Transcribe precisely those lines of the listing that fall between the line containing "the mushroom in" and the last line, inclusive of both.

◆ Raw data:
-----

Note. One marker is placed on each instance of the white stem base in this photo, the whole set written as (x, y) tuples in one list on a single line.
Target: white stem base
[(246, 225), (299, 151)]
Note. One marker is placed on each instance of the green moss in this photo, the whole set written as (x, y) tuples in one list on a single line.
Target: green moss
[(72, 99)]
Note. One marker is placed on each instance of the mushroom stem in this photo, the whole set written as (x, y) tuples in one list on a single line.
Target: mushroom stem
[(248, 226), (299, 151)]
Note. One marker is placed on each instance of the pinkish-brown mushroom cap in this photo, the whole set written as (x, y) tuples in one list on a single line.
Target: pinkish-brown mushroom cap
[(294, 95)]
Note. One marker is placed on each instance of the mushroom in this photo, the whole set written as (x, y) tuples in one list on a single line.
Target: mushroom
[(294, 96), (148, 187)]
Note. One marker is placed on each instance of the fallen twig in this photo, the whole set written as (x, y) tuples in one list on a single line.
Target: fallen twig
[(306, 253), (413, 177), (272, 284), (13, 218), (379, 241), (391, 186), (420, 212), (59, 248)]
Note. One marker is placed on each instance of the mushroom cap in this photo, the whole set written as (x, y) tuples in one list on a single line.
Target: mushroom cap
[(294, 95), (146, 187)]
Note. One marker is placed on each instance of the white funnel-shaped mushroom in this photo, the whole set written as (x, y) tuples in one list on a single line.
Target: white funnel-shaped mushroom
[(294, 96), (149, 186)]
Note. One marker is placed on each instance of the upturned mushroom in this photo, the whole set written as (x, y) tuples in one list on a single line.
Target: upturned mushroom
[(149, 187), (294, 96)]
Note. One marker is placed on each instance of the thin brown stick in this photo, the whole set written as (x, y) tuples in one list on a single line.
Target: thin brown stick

-----

◆ Answer to the exercise:
Note. One marker is placed on each instance of the mushroom in this photo, the whole set written as (x, y) tuples in one list on a single line.
Target: mushroom
[(294, 96), (148, 187)]
Note. One marker is placed on each instance of the fallen twig in this photo, the whole set written as (x, y) tuples in one list on a single line.
Target: fallen twig
[(306, 253), (413, 177), (272, 284), (13, 218), (379, 241), (391, 186), (420, 212), (59, 248)]
Note. One marker is placed on each instance of the mushroom cap in this photo, the whole set written as (x, y) tuples in one list on a single line.
Target: mushroom cap
[(294, 95), (146, 187)]
Note. One marker is placed on each instance of the white funnel-shaped mushroom in this photo, the whole set written as (x, y) tuples in one list on a single line.
Target: white funnel-shaped mushroom
[(294, 96), (149, 186)]
Note. One marker is placed on each instance of the upturned mushroom in this photo, the whole set written as (x, y) tuples in one list on a single line.
Target: upturned mushroom
[(149, 187), (294, 96)]
Note. One marker is placed on each instance of the thin brown stick in this photo, the whole set written as (x, y) tuples in one list on a single line.
Target: thin brown stick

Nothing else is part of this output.